→ **BAGIAN TEKS**

.....

Sandwich Salmon Asap dan Keju

Kemarin Butet sudah saya tanyai, mau diantar atau naik bus sendiri? Dia menjawab tegas, mau naik bus saja. Tapi ternyata dia terlambat bersiap pagi ini. Sandwichnya enak, katanya. Dia habiskan semua, tanpa meninggalkan seperempat potong seperti biasanya. Waktu sarapannya jadi lebih panjang...

Jadwal bus yang biasa dia ambil jam 7.24, Butet baru selesai menggosok gigi pukul 7.20. Belum pakai sepatu, belum memasukkan botol air ke dalam tas, belum pula mengenakan jaket. Jelas terlalu mepet. Memang halte dekat saja. Tapi itu pun harus mengandalkan keberuntungan bisa menyeberang pada waktunya, di tempat penyeberangan yang lampunya suka lama. Akhirnya saya mengantarnya bermobil. AlhamduliLlaah lancar...

Sejak kembali sekolah setelah libur tahun baru, Butet tak mau lagi sarapan sup ayam dengan nasi ala Indonesia. Bosan. Ingin ganti. Dia memilih sandwich isi salmon asap dan keju. Kalau bisa, kejunya chevre (keju dari susu kambing) atau mozzarella. Emmentale (keju dari susu sapi) juga boleh. Asal jangan cheddar saja. Tak ada rasanya, begitu argumennya!...

Kebetulan saya akhirnya membeli panggangan roti baru akhir tahun lalu. Mesin idaman sejak lama. Yang bisa digunakan untuk membuat roti bakar berisi, kue wafel, dan juga panini atau memanggang makanan lain. Setelah merasakan enaknya roti bakar, Butet mau sandwichnya dipanggang. Pagi-pagi makan sandwich hangat, enak juga...

Tapi sejak libur musim dingin kemarin, Butet berganti selera. Dia tak mau lagi sandwich-nya dipanggang. Saya sih senang-senang saja. Jadi berkurang pekerjaan. Karena untuk memanggang, saya harus memanaskan panggangan terlebih dulu, lalu --yang paling merepotkan-- harus mengolesi permukaan roti dengan mentega agar tak terbakar, terpanggang bagus, dan lezat hasilnya. Proses mengolesi mentega ni repot karena tak boleh lupa mengeluarkan mentega dari kulkas beberapa menit sebelumya. Kalau tidak, mentega terlalu keras dan susah dioleskan...

.....

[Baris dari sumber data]
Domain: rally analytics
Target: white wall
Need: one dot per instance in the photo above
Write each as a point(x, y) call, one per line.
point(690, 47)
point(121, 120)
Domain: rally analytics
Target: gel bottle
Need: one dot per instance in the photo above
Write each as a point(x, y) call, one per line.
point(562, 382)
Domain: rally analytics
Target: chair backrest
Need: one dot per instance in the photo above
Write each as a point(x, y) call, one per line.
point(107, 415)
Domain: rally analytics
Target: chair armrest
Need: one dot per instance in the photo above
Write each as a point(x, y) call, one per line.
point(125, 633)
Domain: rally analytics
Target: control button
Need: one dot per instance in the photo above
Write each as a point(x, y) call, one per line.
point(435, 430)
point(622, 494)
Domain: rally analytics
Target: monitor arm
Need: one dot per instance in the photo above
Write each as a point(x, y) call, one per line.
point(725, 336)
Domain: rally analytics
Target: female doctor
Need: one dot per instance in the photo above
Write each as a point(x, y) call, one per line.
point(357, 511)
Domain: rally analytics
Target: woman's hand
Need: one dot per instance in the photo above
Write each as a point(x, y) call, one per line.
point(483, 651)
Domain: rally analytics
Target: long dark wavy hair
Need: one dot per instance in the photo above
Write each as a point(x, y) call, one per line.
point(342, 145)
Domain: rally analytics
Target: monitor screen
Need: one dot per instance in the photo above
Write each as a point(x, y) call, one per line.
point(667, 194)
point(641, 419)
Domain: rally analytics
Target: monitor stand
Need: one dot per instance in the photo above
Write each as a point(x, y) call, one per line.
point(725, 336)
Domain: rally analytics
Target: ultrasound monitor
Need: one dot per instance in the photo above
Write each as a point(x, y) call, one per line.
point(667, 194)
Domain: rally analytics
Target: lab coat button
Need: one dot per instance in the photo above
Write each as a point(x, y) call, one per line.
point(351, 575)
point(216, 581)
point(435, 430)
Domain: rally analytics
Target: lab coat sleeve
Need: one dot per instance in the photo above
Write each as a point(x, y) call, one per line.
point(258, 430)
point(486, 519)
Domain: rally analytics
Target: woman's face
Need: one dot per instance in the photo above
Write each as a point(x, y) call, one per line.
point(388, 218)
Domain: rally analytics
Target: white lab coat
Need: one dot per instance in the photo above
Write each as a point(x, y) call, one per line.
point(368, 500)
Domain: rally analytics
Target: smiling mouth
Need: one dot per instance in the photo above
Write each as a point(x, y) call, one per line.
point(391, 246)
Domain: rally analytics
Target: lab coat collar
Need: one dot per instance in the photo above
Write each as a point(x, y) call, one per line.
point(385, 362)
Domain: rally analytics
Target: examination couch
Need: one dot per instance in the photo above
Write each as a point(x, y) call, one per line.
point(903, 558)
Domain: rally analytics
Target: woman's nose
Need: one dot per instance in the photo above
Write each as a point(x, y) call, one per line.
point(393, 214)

.....

→ **TUGAS 1**
Sebutkan semua jenis keju yang disebut dalam teks tentang sandwich salmon asap.
→ **TUGAS 2**
Salin tanpa perubahan bagian teks tentang sandwich salmon asap dari "Kemarin Butet sudah" sampai "bermobil. AlhamduliLlaah lancar...".
→ **TUGAS 3**
Jawablah pertanyaan berikut berdasarkan teks tentang sandwich salmon asap.
(a) Pukul berapa jadwal bus yang biasa diambil Butet?
(b) Kapan panggangan roti baru dibeli?
(c) Sarapan apa yang tidak lagi mau dimakan Butet sejak kembali sekolah setelah libur tahun baru?

→ **JAWABAN 1**
Chevre, mozzarella, Emmentale, cheddar

→ **JAWABAN 2**
Kemarin Butet sudah saya tanyai, mau diantar atau naik bus sendiri? Dia menjawab tegas, mau naik bus saja. Tapi ternyata dia terlambat bersiap pagi ini. Sandwichnya enak, katanya. Dia habiskan semua, tanpa meninggalkan seperempat potong seperti biasanya. Waktu sarapannya jadi lebih panjang...

Jadwal bus yang biasa dia ambil jam 7.24, Butet baru selesai menggosok gigi pukul 7.20. Belum pakai sepatu, belum memasukkan botol air ke dalam tas, belum pula mengenakan jaket. Jelas terlalu mepet. Memang halte dekat saja. Tapi itu pun harus mengandalkan keberuntungan bisa menyeberang pada waktunya, di tempat penyeberangan yang lampunya suka lama. Akhirnya saya mengantarnya bermobil. AlhamduliLlaah lancar...

→ **JAWABAN 3**
(a) Pukul 7.24
(b) Akhir tahun lalu
(c) Sup ayam dengan nasi ala Indonesia